Directions for this task: State how many lines of the material below contain the string "flat". Reply with the number alone.

Exercise materials:
## Begin

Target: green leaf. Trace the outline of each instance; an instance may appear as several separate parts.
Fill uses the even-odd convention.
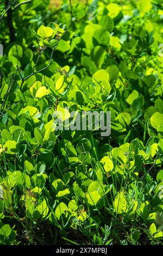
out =
[[[119,192],[114,201],[114,211],[118,214],[127,212],[127,202],[123,192]]]
[[[112,157],[122,164],[127,162],[127,157],[125,155],[125,151],[120,148],[115,148],[111,150]]]
[[[65,214],[66,210],[68,210],[68,207],[64,203],[60,203],[57,205],[55,211],[55,216],[58,220],[60,219],[62,214]]]
[[[15,141],[8,140],[3,145],[3,148],[7,148],[7,153],[10,155],[14,155],[18,151],[18,146]]]
[[[10,225],[5,224],[0,228],[0,235],[8,237],[11,233]]]
[[[157,129],[160,125],[163,125],[163,114],[156,112],[151,118],[152,126]]]

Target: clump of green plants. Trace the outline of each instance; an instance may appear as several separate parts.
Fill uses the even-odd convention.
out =
[[[0,244],[162,245],[162,1],[4,2]]]

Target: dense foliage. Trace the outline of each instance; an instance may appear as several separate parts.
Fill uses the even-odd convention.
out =
[[[162,0],[25,2],[0,3],[0,244],[162,244]],[[65,107],[111,135],[55,131]]]

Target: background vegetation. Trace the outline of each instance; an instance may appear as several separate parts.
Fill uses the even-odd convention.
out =
[[[1,245],[162,245],[162,0],[1,0]],[[110,136],[55,132],[66,106],[110,111]]]

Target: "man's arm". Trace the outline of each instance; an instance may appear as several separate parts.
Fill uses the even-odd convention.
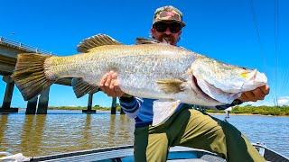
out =
[[[103,76],[99,88],[108,96],[119,97],[119,104],[126,115],[135,118],[143,101],[137,97],[126,94],[119,87],[117,74],[110,71]]]

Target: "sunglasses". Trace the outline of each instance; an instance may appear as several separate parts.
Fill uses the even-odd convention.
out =
[[[181,31],[182,27],[180,23],[164,23],[164,22],[158,22],[154,25],[154,28],[158,32],[164,32],[167,28],[169,28],[172,33],[177,33]]]

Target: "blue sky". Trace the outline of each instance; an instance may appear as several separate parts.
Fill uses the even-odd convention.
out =
[[[278,1],[276,37],[274,0],[0,2],[0,36],[59,56],[75,54],[81,40],[97,33],[106,33],[120,42],[133,44],[136,37],[149,36],[153,14],[157,7],[174,5],[183,13],[187,24],[180,46],[218,60],[265,72],[271,92],[265,101],[256,104],[272,104],[276,94],[281,102],[289,104],[287,0]],[[255,8],[263,52],[250,2]],[[2,103],[5,84],[2,80],[0,83]],[[93,104],[111,104],[111,98],[102,93],[96,94],[93,99]],[[70,86],[53,85],[51,88],[49,104],[51,106],[87,105],[87,101],[88,95],[77,99]],[[14,88],[12,106],[26,106],[17,88]]]

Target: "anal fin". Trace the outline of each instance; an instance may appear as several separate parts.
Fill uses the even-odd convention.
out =
[[[89,85],[89,83],[83,81],[82,78],[72,78],[71,86],[77,98],[82,97],[87,94],[94,94],[98,91],[98,87]]]
[[[167,121],[177,110],[180,100],[156,100],[153,105],[153,126],[157,126]]]

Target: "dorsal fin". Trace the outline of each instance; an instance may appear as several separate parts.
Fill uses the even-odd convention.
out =
[[[161,43],[160,41],[153,39],[136,38],[135,44],[156,44]]]
[[[88,52],[90,49],[104,45],[120,45],[121,43],[106,34],[97,34],[84,39],[78,45],[78,52]]]

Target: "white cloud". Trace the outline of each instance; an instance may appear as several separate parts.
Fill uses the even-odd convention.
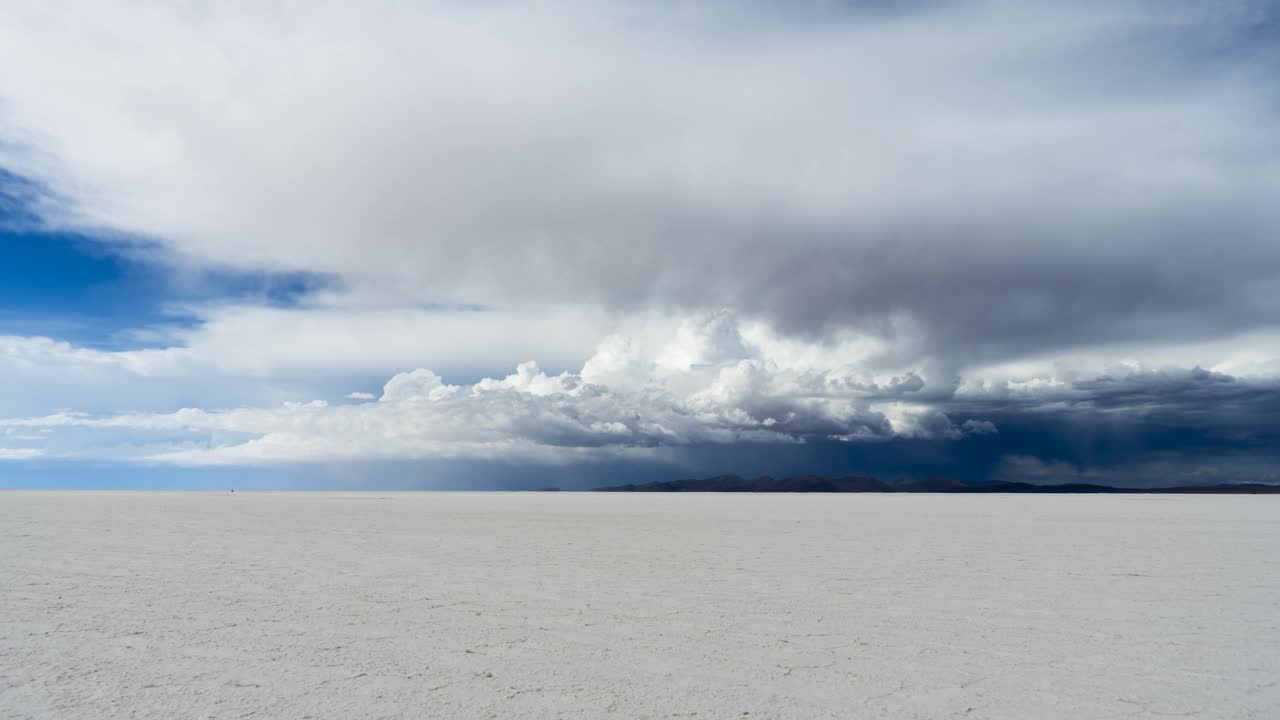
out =
[[[684,352],[678,368],[667,360],[673,347]],[[936,409],[893,400],[919,391],[923,380],[911,378],[783,368],[742,341],[732,315],[714,313],[682,323],[669,342],[653,348],[611,336],[580,373],[548,374],[524,363],[500,379],[449,384],[417,369],[390,378],[376,402],[60,413],[0,420],[0,427],[54,429],[54,437],[64,430],[154,433],[170,438],[169,446],[147,443],[132,459],[189,465],[442,457],[562,462],[654,457],[663,448],[700,443],[959,437],[950,420],[938,424]],[[886,398],[892,420],[878,409]],[[60,456],[104,451],[120,452],[87,442]]]
[[[315,347],[371,370],[364,322],[399,368],[504,337],[424,301],[728,306],[941,365],[1272,324],[1265,5],[769,6],[10,3],[0,164],[55,224],[392,309],[228,310],[188,338],[244,373]],[[218,336],[255,324],[262,348]],[[530,334],[581,357],[603,333],[579,327]]]

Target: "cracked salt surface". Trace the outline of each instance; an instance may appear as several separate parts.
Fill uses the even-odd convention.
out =
[[[1275,719],[1277,678],[1276,496],[0,493],[4,719]]]

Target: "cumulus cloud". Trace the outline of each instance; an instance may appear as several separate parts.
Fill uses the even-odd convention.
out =
[[[0,163],[50,223],[349,302],[730,306],[951,369],[1276,316],[1271,3],[5,18]]]
[[[35,223],[333,281],[0,337],[9,460],[1280,446],[1274,3],[0,8]]]
[[[681,324],[657,347],[611,336],[576,373],[548,374],[536,363],[524,363],[500,379],[451,384],[417,369],[387,380],[376,402],[108,416],[60,413],[0,425],[221,438],[197,445],[187,437],[173,448],[136,457],[177,464],[442,457],[562,462],[655,456],[662,448],[708,443],[957,438],[989,425],[969,421],[960,429],[936,407],[897,402],[920,389],[923,380],[915,375],[877,379],[850,368],[785,368],[762,352],[742,340],[732,315],[713,313]]]

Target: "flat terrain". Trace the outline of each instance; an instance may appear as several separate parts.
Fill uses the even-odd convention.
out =
[[[1280,497],[0,492],[0,717],[1280,717]]]

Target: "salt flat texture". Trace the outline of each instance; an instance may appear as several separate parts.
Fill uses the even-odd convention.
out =
[[[0,493],[3,717],[1280,717],[1280,498]]]

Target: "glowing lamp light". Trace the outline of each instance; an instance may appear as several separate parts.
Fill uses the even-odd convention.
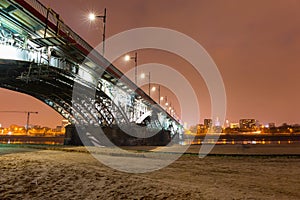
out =
[[[144,73],[141,74],[141,78],[145,78],[146,75]]]
[[[125,60],[125,61],[129,61],[129,60],[130,60],[130,56],[129,56],[129,55],[126,55],[126,56],[124,57],[124,60]]]
[[[89,14],[89,19],[90,19],[91,21],[94,21],[94,20],[96,19],[96,15],[95,15],[94,13],[90,13],[90,14]]]

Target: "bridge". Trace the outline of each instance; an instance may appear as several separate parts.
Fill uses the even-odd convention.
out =
[[[76,127],[102,127],[118,144],[141,144],[139,134],[182,134],[176,119],[92,50],[39,1],[0,0],[0,87],[41,100]]]

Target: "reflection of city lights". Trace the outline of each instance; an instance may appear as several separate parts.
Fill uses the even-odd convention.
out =
[[[94,13],[90,13],[90,14],[89,14],[89,19],[90,19],[91,21],[94,21],[94,20],[96,19],[96,15],[95,15]]]

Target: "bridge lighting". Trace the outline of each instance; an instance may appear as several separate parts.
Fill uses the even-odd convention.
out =
[[[96,18],[102,18],[102,20],[103,20],[102,56],[104,56],[104,52],[105,52],[105,30],[106,30],[106,8],[104,8],[104,15],[95,15],[94,13],[89,14],[90,21],[94,21]]]
[[[90,19],[91,21],[94,21],[94,20],[96,19],[96,15],[95,15],[94,13],[90,13],[90,14],[89,14],[89,19]]]
[[[137,52],[135,52],[133,57],[130,55],[124,57],[125,61],[130,61],[131,59],[134,60],[134,83],[137,85]]]
[[[146,78],[146,74],[142,73],[142,74],[141,74],[141,78],[142,78],[142,79]]]
[[[129,56],[129,55],[126,55],[126,56],[124,57],[124,60],[125,60],[125,61],[129,61],[129,60],[130,60],[130,56]]]

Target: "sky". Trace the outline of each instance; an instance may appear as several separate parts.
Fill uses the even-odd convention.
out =
[[[263,124],[300,123],[298,0],[40,1],[58,12],[92,46],[101,42],[102,25],[101,21],[91,24],[86,16],[90,11],[101,15],[104,8],[108,15],[107,38],[139,27],[164,27],[182,32],[201,44],[216,63],[226,89],[226,118],[230,122],[255,118]],[[159,50],[139,50],[138,55],[139,64],[162,63],[183,74],[197,94],[200,123],[210,118],[207,87],[190,63]],[[124,73],[133,67],[121,58],[114,64]],[[62,118],[55,111],[33,98],[6,90],[0,90],[0,97],[0,110],[11,108],[15,101],[26,102],[29,107],[25,110],[41,112],[39,117],[32,118],[33,123],[51,126],[61,123]],[[4,101],[3,97],[14,101]],[[25,122],[22,116],[16,118],[16,115],[0,114],[0,123]]]

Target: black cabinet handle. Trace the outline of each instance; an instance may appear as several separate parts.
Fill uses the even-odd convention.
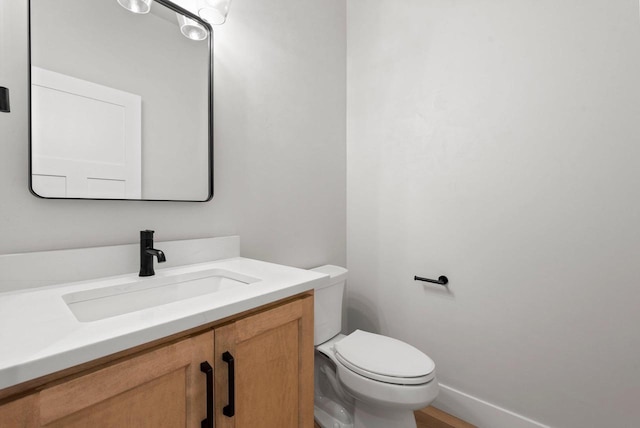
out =
[[[9,103],[9,89],[0,86],[0,111],[3,113],[11,112],[11,103]]]
[[[236,414],[236,364],[228,351],[222,354],[222,361],[229,364],[229,404],[224,406],[222,413],[232,418]]]
[[[200,363],[200,371],[207,375],[207,419],[203,419],[202,428],[213,428],[213,367],[204,361]]]

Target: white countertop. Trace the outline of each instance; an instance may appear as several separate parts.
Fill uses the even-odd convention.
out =
[[[91,322],[78,321],[62,296],[145,279],[132,273],[0,293],[0,389],[291,297],[329,280],[318,272],[242,257],[156,267],[154,278],[212,268],[260,281]]]

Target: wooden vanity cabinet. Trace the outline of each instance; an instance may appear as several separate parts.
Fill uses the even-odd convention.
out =
[[[215,336],[216,428],[313,428],[312,297]]]
[[[0,427],[206,427],[204,362],[214,369],[216,428],[313,427],[312,295],[204,328],[3,400]]]

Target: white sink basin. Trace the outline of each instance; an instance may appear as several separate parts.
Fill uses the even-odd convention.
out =
[[[244,287],[260,279],[225,269],[182,274],[158,274],[149,278],[125,278],[122,283],[62,296],[78,321],[98,321],[116,315]]]

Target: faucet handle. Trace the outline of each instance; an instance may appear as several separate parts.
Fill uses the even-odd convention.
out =
[[[140,231],[140,239],[153,239],[154,230],[141,230]]]

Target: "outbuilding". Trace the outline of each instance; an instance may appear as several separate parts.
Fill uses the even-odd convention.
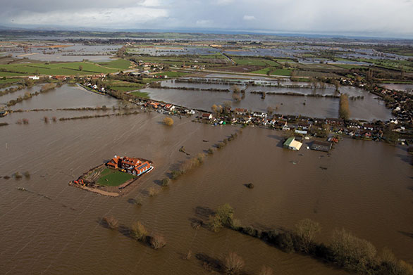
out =
[[[293,151],[299,151],[302,143],[300,141],[295,140],[295,137],[290,137],[287,139],[285,142],[284,142],[283,146],[285,148],[293,150]]]

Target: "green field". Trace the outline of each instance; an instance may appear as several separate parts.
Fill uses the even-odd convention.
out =
[[[280,64],[277,63],[275,61],[265,59],[265,58],[243,58],[243,57],[236,57],[236,56],[231,56],[231,58],[238,64],[238,65],[253,65],[254,66],[274,66],[274,67],[280,67]]]
[[[137,90],[143,87],[126,87],[126,86],[111,86],[111,89],[115,91],[130,91]]]
[[[0,79],[0,84],[16,83],[23,81],[23,79],[22,79],[21,78],[7,78],[6,79]]]
[[[129,67],[132,66],[132,63],[130,61],[121,58],[109,62],[101,62],[99,63],[98,64],[104,67],[113,68],[119,70],[128,70],[130,68]]]
[[[120,61],[117,61],[120,63]],[[82,70],[80,70],[82,67]],[[0,77],[43,75],[85,75],[118,72],[116,68],[102,67],[90,62],[70,62],[63,63],[30,63],[0,65]],[[4,70],[6,70],[4,72]]]
[[[183,72],[173,72],[173,71],[168,71],[164,72],[159,72],[158,74],[155,74],[155,75],[167,75],[168,77],[183,77],[185,75],[187,75],[188,73]]]
[[[143,97],[144,98],[149,98],[149,94],[148,93],[145,93],[143,91],[132,91],[132,93],[130,93],[130,94],[134,95],[135,96],[139,96],[139,97]]]
[[[334,66],[339,67],[343,69],[350,70],[353,68],[359,69],[368,68],[368,66],[362,65],[352,65],[352,64],[334,64]]]
[[[130,174],[113,169],[105,168],[101,172],[101,177],[97,180],[97,183],[106,186],[118,186],[133,178],[135,177]]]
[[[261,69],[259,70],[256,70],[254,72],[251,72],[253,74],[259,74],[259,75],[266,75],[267,72],[270,70],[270,68],[266,68],[265,69]],[[291,70],[286,70],[286,69],[277,69],[274,70],[271,75],[282,75],[285,77],[289,77],[291,75]]]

## End

Solution for this task: 2